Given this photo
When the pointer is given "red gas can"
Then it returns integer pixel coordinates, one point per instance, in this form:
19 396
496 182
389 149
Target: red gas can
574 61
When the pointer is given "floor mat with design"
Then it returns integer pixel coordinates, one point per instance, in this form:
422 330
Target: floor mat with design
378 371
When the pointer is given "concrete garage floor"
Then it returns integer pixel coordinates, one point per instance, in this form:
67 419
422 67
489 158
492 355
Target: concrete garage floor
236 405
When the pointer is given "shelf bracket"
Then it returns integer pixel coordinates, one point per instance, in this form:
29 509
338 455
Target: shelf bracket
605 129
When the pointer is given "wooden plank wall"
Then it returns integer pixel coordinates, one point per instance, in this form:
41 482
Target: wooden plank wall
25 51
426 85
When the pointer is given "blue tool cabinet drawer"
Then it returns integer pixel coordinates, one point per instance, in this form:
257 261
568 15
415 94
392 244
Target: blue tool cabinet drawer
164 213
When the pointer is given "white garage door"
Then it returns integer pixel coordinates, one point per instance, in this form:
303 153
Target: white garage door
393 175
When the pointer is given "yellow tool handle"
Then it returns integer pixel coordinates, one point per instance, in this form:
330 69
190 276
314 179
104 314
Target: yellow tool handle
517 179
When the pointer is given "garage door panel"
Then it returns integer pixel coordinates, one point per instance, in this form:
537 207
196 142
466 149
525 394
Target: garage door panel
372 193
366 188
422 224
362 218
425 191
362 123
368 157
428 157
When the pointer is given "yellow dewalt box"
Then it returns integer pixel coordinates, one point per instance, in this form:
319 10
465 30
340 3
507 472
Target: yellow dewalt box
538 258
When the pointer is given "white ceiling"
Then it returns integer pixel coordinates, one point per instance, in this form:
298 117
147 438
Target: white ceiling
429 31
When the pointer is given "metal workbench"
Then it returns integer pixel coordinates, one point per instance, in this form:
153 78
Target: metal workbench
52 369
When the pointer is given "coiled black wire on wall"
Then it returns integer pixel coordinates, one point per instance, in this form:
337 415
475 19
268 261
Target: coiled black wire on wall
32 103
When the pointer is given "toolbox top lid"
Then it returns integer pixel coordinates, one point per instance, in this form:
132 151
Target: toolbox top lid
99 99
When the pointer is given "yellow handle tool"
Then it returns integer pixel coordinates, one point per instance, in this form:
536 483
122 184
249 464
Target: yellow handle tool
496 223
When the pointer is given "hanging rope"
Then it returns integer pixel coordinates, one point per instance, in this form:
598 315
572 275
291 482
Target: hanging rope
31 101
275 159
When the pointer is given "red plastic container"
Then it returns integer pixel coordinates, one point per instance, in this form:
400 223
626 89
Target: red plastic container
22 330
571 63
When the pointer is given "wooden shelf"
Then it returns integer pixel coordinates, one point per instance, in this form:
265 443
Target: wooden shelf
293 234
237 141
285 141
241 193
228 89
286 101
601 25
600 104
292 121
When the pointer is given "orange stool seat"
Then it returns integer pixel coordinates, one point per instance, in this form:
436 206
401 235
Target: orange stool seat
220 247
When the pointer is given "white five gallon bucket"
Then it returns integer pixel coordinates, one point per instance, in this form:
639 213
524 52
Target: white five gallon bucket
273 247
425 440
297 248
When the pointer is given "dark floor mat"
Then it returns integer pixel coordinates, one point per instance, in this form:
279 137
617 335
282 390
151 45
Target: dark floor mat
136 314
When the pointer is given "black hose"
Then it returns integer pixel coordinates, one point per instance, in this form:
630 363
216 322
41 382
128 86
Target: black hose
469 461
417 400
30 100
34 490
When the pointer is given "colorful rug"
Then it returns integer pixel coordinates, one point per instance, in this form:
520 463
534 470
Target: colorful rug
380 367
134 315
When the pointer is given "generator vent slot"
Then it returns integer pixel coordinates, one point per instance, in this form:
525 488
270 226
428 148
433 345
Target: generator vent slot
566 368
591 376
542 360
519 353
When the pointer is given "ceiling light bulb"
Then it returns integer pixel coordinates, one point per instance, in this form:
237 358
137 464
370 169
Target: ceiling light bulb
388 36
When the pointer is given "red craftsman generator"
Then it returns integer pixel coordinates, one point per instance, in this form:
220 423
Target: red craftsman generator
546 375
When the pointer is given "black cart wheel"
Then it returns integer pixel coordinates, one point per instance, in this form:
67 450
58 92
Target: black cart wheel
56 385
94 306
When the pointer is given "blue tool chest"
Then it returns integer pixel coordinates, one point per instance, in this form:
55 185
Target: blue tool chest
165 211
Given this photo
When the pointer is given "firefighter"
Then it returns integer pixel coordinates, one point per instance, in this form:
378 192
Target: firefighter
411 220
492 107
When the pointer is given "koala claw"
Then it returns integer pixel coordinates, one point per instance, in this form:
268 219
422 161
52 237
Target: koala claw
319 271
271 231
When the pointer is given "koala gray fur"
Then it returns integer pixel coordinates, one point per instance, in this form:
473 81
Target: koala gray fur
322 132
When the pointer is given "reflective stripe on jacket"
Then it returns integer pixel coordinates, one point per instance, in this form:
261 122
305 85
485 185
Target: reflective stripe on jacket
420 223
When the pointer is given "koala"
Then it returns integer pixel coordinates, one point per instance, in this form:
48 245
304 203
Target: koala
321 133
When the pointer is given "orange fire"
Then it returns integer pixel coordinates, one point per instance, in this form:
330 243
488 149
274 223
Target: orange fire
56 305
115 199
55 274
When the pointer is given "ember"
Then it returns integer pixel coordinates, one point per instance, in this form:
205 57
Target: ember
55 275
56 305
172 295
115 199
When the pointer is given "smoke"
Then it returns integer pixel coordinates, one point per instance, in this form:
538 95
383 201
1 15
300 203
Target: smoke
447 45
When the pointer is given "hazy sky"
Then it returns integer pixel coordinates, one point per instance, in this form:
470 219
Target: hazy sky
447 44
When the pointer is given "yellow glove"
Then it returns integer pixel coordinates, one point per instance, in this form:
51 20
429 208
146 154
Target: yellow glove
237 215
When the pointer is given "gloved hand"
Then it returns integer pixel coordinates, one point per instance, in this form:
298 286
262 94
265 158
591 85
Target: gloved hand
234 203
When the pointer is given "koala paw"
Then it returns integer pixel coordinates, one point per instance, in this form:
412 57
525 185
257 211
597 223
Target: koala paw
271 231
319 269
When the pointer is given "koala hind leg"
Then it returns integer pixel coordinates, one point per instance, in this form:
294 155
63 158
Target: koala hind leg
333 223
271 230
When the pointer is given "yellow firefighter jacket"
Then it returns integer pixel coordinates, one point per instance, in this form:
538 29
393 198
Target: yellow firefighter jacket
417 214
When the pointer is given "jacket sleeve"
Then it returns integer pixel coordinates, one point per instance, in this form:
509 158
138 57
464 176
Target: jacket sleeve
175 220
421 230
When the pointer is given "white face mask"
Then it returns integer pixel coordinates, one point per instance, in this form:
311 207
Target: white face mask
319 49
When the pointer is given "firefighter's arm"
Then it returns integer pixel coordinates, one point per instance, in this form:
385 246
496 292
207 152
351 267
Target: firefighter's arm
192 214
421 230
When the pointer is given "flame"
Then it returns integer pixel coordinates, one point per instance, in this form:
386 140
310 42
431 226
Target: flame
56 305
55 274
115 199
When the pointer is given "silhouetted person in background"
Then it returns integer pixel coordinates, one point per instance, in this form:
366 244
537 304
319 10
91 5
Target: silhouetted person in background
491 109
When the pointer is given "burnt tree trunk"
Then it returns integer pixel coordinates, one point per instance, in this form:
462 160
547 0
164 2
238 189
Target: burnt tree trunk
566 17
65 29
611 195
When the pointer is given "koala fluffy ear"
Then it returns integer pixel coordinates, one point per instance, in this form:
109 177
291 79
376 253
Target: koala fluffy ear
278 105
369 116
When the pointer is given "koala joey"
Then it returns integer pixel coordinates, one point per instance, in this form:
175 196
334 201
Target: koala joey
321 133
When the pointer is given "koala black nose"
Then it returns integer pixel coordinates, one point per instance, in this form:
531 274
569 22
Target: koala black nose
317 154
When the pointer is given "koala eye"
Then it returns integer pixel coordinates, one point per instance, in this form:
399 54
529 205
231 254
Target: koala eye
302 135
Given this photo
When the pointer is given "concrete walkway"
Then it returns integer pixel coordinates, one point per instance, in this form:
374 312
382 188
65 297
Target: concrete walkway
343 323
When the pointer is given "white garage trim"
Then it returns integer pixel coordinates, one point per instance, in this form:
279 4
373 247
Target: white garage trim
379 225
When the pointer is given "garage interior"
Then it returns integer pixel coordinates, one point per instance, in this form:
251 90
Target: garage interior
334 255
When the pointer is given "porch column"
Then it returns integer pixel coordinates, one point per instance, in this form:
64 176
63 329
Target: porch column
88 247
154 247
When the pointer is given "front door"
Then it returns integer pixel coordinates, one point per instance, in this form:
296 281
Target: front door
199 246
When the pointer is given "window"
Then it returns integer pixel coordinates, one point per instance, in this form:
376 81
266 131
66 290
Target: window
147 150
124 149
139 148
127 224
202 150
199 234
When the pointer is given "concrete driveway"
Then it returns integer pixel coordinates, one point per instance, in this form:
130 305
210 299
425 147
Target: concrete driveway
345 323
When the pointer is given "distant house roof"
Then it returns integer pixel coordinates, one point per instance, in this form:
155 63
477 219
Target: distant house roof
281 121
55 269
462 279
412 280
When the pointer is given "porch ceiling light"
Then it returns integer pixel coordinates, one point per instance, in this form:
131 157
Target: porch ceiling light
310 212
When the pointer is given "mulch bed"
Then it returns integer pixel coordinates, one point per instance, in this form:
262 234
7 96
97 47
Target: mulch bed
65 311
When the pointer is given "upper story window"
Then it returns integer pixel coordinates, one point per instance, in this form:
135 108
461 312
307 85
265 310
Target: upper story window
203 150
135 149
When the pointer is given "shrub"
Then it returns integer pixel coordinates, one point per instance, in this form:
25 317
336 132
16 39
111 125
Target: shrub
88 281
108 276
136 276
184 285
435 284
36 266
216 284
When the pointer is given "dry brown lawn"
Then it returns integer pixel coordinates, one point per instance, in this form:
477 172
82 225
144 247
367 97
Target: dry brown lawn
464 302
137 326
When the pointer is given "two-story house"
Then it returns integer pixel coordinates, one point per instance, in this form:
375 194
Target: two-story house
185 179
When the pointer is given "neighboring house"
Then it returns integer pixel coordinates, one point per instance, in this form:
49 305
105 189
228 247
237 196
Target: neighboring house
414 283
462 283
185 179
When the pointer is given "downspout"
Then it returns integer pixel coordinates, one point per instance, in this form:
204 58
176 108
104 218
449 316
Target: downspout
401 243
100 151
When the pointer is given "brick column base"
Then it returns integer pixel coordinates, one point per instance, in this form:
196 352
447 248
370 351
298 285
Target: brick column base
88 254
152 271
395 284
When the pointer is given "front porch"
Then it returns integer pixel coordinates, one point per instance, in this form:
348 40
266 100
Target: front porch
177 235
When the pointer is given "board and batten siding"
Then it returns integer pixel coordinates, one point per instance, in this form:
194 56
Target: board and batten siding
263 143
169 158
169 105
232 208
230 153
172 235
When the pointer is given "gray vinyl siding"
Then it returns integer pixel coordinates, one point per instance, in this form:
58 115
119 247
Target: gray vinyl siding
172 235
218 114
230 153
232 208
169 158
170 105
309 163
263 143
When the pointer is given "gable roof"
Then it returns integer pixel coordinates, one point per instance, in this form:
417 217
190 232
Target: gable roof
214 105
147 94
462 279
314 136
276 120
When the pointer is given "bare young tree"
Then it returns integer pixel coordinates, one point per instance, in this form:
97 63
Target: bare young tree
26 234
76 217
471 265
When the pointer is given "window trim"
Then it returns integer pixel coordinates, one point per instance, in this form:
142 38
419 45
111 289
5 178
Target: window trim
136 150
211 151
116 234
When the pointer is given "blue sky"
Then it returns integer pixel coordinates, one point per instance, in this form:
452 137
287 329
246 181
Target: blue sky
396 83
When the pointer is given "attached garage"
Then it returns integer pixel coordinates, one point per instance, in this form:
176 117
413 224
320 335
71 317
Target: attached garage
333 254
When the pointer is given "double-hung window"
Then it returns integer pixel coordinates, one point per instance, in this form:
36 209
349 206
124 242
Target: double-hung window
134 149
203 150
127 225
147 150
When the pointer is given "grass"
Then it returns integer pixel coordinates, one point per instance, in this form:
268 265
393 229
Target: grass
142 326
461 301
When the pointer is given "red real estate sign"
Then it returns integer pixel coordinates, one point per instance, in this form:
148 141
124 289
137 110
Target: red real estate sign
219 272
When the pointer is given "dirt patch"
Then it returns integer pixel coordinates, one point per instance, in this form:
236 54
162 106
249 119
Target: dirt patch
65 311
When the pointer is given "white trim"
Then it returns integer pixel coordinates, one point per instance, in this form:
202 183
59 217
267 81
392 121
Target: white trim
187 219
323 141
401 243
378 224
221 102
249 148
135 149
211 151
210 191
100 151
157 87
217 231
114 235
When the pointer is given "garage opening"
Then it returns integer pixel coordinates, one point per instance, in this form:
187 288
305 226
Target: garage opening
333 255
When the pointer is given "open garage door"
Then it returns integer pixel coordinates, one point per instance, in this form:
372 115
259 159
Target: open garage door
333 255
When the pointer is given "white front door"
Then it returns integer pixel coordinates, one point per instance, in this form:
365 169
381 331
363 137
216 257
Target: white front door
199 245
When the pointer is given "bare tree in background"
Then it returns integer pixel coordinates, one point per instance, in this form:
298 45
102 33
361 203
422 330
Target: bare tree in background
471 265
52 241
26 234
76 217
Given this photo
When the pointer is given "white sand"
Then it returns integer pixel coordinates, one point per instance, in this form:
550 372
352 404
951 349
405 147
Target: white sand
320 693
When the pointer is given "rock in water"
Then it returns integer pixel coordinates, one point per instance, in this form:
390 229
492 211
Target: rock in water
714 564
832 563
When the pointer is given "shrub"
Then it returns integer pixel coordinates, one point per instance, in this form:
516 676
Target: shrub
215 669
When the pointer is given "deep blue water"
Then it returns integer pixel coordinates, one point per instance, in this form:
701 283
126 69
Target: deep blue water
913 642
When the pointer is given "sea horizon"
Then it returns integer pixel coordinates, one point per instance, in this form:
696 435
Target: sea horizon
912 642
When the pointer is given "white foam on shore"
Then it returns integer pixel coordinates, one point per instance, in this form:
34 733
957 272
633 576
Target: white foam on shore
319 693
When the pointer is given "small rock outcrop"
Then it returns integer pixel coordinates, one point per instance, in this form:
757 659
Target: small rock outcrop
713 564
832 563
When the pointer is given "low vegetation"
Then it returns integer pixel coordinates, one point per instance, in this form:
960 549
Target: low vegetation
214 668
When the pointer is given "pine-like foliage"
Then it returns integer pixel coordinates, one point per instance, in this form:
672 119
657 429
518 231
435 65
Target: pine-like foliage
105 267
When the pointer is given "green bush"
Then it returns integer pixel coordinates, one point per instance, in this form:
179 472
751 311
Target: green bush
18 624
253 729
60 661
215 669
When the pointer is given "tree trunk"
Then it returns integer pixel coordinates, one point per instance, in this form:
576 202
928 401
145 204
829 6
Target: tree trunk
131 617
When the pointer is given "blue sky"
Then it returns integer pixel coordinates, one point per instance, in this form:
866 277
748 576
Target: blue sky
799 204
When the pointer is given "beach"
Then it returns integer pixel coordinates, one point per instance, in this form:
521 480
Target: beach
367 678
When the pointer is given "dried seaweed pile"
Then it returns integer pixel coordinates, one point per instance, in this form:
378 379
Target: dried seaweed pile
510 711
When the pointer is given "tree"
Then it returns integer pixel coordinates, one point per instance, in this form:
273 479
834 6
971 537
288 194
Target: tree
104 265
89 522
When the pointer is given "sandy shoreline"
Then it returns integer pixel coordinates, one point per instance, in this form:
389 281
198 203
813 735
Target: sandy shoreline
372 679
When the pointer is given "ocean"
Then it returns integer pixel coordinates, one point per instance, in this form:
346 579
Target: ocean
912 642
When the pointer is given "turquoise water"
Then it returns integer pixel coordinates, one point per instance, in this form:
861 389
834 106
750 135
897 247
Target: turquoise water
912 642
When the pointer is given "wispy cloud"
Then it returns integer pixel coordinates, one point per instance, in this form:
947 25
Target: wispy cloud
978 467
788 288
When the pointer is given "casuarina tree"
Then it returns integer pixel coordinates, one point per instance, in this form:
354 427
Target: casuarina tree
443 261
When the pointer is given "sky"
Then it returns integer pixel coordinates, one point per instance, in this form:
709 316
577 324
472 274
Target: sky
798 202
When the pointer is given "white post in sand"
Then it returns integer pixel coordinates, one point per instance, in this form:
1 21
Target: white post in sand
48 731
:::
Pull out every line of the records above that holds the word "bush", and copy each one.

When the pointer is given "green bush"
Target: green bush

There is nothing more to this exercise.